◆ What to do ◆
(A) Transcribe the passage on the founding of Ottawa verbatim, starting at "Before the canal" and ending at "Lower Town residents.".
(B) Carry forward the passage on Lord Dalhousie and the founding of Ottawa, beginning after its last sentence.

◆ Extract provided ◆

——————————

While many histories are quick to credit Lt. Col. John By with the founding of Ottawa, another British commander’s role in planning for not only a small settlement, but a future capital city, was equally significant. During his first visit in 1826, Lord Dalhousie, Governor of British North America, explored the proposed canal site and quickly developed a larger vision for the area. Seeing Entrance Valley as an ideal place not only for a military base, but potentially for a seat of government, Dalhousie promptly purchased a large portion of the surrounding land and left specific plans for Lt. Col. By to carry out development. Once Entrance Valley was chosen, By’s task was to plan the physical design of the locks, as well as the layout of the new community that would be necessary to support its construction.

Points of Interest

Map of Bytown showing Barracks Hill, the first eight locks, and Lower TownEnlarge

[Source: ‘Unknown Artist,“Bytown – 1848”, The National Archives of the UK, MPHH1-690 (20)]

Land Ownership

Before the canal project went public, Lord Dalhousie purchased a sizeable amount of land-lots A and B in an area known as concession C in Nepean Township (pictured on the above map)-from Hugh Fraser for a mere £750. The deeds were officially transferred to Lt. Col. By in a letter dated September 26, 1826. Originally intended to be used for military and canal purposes only, this land eventually came to by occupied by Lower Town residents.

——————————

◆ Records supplied ◆
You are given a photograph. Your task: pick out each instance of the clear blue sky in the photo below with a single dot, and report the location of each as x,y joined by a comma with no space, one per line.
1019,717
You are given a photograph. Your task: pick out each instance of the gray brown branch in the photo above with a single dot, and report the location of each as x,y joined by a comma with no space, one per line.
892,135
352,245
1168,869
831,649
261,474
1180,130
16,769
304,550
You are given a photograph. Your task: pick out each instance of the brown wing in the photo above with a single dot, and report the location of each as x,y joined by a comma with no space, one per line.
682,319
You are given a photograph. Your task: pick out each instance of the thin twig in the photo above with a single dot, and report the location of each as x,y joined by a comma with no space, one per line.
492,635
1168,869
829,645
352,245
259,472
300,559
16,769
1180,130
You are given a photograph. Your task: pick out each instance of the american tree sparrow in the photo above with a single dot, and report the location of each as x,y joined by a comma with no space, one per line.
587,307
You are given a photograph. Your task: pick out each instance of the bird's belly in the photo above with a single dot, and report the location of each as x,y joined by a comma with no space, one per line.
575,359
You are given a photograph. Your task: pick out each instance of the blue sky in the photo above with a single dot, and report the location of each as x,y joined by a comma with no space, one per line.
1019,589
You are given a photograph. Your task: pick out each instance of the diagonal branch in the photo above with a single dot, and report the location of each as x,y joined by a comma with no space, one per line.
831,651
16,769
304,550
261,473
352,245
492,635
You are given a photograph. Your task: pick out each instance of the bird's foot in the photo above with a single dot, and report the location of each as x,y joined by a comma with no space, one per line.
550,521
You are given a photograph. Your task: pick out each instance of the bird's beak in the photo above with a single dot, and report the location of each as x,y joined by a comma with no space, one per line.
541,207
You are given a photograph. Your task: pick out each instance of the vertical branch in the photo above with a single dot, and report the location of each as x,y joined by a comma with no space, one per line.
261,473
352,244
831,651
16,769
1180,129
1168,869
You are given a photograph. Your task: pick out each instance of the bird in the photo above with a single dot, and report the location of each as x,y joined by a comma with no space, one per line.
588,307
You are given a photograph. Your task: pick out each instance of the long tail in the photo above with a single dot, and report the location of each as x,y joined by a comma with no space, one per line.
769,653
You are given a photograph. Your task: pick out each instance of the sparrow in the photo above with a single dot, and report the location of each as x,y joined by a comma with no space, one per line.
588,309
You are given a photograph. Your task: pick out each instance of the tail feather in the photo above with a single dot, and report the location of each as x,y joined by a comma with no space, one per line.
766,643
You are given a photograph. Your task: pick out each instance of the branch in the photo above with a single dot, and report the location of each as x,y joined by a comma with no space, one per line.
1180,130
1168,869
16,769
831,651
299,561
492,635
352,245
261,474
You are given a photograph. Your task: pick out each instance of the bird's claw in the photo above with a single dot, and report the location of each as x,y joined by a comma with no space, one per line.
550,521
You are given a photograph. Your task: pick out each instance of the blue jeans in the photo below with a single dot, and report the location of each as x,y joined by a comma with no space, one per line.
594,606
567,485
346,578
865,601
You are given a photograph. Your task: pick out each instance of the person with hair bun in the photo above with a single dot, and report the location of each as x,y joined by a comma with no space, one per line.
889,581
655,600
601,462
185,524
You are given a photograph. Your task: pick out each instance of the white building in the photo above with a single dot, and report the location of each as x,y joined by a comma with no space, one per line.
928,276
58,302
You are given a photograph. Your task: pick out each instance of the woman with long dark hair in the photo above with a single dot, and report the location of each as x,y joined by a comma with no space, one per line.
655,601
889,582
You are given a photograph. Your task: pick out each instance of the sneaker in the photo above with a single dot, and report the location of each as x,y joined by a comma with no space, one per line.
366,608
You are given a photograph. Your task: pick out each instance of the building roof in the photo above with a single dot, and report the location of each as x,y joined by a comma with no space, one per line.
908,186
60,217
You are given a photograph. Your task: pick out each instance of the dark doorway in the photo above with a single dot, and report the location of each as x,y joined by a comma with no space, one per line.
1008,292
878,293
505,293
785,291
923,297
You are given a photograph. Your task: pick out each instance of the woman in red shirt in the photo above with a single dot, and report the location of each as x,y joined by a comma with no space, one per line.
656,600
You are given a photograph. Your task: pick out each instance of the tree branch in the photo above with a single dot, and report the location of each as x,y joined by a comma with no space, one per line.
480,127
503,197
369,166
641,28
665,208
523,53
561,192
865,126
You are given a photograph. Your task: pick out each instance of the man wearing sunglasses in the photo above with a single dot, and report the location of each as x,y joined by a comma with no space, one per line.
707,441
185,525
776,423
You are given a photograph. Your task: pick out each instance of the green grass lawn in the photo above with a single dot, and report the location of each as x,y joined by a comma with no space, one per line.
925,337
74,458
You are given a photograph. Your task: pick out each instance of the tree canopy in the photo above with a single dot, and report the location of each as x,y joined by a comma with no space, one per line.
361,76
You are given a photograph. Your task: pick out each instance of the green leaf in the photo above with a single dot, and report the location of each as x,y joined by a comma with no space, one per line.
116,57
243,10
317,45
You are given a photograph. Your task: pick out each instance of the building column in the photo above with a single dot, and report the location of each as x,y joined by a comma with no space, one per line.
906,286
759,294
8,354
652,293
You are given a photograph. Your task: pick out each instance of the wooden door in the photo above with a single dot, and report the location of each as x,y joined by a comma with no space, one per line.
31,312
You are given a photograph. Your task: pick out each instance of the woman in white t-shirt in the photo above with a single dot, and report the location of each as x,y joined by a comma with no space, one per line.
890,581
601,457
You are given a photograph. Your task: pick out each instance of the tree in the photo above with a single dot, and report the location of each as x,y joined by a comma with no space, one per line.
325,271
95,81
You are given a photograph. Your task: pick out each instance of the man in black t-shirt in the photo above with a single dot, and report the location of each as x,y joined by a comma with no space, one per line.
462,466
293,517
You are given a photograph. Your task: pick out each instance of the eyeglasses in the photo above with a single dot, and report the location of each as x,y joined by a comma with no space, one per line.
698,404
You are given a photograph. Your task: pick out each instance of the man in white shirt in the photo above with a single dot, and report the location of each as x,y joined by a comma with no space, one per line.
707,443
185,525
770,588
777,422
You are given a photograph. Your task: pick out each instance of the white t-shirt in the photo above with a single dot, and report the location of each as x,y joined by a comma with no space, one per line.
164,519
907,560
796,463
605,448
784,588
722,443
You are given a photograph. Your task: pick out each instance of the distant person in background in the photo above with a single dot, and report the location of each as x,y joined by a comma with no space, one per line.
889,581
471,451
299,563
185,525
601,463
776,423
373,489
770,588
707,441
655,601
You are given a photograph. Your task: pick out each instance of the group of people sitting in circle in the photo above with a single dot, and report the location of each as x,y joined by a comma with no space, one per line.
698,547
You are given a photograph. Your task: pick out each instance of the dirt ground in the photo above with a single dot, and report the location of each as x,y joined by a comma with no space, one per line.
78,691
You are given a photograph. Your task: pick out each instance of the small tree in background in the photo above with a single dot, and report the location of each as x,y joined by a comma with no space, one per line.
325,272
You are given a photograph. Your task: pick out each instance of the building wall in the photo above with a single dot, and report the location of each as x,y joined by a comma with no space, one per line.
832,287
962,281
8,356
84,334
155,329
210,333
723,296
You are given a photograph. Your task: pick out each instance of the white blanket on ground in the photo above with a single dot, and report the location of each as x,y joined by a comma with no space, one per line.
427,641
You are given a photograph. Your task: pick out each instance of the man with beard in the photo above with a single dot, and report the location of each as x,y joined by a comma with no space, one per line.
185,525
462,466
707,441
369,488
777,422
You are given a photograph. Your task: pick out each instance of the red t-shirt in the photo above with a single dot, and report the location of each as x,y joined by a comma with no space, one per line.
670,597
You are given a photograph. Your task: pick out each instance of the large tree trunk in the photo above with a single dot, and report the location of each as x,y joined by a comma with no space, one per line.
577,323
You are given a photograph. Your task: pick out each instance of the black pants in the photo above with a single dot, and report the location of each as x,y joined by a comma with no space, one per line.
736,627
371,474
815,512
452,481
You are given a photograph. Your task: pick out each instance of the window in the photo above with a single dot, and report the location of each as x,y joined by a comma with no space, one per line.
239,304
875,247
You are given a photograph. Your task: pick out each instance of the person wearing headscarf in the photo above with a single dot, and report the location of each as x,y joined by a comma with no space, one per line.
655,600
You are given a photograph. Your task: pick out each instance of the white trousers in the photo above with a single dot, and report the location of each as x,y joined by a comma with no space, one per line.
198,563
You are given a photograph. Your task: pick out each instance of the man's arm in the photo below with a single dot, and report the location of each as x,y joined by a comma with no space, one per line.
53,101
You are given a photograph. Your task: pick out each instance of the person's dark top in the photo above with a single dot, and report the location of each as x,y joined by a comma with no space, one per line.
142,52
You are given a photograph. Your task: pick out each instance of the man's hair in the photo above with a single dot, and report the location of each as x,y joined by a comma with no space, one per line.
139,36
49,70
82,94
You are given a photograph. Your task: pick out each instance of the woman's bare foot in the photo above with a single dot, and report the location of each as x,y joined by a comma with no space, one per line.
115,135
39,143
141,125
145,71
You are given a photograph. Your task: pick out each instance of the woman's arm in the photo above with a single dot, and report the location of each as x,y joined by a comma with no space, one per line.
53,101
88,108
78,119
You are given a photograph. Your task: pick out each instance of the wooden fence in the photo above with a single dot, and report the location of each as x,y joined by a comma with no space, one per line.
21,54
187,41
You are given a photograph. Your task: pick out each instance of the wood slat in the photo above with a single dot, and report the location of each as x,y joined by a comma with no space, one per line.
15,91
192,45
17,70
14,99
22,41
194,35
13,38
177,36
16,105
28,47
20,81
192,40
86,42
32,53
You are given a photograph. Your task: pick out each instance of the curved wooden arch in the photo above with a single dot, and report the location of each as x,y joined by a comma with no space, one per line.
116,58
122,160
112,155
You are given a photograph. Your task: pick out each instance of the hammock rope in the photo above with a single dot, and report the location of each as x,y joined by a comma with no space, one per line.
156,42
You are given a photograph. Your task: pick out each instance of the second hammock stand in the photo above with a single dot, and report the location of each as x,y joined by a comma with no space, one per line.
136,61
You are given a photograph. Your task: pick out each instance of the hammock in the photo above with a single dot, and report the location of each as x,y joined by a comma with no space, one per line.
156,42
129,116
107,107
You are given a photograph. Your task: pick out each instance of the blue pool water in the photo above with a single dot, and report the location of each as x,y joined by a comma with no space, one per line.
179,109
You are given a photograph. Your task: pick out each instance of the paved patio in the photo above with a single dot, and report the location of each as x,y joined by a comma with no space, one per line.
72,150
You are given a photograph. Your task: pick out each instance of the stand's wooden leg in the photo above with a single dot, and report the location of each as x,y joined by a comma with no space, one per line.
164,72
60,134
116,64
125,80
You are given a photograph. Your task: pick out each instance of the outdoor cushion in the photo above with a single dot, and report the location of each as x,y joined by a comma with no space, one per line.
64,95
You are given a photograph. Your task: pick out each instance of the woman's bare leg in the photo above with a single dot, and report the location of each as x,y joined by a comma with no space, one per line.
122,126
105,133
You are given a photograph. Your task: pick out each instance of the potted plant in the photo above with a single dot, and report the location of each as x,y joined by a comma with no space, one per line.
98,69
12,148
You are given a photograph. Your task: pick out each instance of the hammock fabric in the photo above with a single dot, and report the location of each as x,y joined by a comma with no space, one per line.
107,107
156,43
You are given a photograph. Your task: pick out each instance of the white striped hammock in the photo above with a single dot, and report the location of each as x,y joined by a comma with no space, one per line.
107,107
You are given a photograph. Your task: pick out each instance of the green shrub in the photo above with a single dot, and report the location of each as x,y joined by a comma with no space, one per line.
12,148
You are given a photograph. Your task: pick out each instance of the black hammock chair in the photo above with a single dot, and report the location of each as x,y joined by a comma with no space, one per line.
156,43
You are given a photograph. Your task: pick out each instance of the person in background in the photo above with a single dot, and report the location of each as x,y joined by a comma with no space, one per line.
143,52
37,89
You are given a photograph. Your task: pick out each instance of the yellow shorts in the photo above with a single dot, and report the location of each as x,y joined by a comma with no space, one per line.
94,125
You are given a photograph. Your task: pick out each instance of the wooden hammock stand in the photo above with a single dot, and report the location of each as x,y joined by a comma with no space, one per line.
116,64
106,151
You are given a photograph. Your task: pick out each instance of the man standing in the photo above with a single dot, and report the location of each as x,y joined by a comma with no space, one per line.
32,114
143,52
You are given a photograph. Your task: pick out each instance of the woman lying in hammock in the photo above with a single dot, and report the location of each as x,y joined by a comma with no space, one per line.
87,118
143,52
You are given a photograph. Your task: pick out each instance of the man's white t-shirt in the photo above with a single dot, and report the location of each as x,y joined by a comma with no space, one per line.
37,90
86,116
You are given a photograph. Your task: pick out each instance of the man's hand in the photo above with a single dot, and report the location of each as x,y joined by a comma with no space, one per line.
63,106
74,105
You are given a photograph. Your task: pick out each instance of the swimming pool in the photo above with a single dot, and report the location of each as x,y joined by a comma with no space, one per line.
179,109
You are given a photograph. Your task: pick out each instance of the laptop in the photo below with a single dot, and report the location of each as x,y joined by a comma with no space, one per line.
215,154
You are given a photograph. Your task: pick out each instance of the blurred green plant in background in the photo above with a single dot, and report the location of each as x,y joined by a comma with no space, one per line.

——————————

◆ Expected responses ◆
(A)
Before the canal project went public, Lord Dalhousie purchased a sizeable amount of land-lots A and B in an area known as concession C in Nepean Township (pictured on the above map)-from Hugh Fraser for a mere £750. The deeds were officially transferred to Lt. Col. By in a letter dated September 26, 1826. Originally intended to be used for military and canal purposes only, this land eventually came to by occupied by Lower Town residents.

(B)
Photograph of George Ramsay, 9th Earl of Dalhousie, Governor-in-Chief of Canada 1819-1828  Enlarge

[Source: George, 9th Earl of Dalhousie (1770-1838), Governor-in-Chief of Canada 1819-1828. John Watson Gordon fonds, Library and Archives Canada, accession number 1970-191-1, C-005958]

Plans for Developing Bytown

In a letter dated September 26, 1826-the date often given as the official founding of Bytown-Lord Dalhousie, Governor-in-Chief of Canada, presented his plans for what would eventually become Bytown, and later the city of Ottawa. In this famous letter to Lt. Col. By, Dalhousie delivered orders for how he wanted the recently purchased government land to be developed. He outlined the ideal lot sizes and rent prices, and stipulated that a house must be built within the year. By responded in a letter of his own, dated November 25, 1830, stating that many of Dalhousie’s requests had been successfully completed and that the town was quickly beginning to take shape.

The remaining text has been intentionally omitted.